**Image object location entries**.
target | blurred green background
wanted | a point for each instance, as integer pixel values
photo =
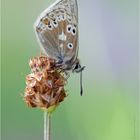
(108, 110)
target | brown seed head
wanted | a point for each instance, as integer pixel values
(45, 85)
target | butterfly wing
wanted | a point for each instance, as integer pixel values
(57, 31)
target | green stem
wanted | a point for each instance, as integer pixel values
(47, 125)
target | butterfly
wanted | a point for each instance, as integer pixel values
(57, 32)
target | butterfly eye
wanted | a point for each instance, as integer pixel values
(70, 45)
(50, 27)
(74, 31)
(69, 27)
(54, 22)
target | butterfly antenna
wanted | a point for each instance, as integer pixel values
(81, 84)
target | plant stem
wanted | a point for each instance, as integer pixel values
(47, 125)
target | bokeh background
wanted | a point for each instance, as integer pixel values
(108, 109)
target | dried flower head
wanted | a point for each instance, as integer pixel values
(45, 85)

**Stated exercise**. Rename "wanted" to "required" in the data, starting with the line containing "target | butterfly antenna" and going on through the end of the data, with all else unchanged. Return only those lines.

**Task result**.
target | butterfly antenna
required | a point for each instance, as integer pixel values
(81, 84)
target | plant stem
required | a point for each instance, as integer pixel values
(47, 125)
target | bokeh background
required | a point for each instance, as integer pixel values
(108, 109)
target | dried flower head
required | a point for each instance, as integer pixel values
(45, 85)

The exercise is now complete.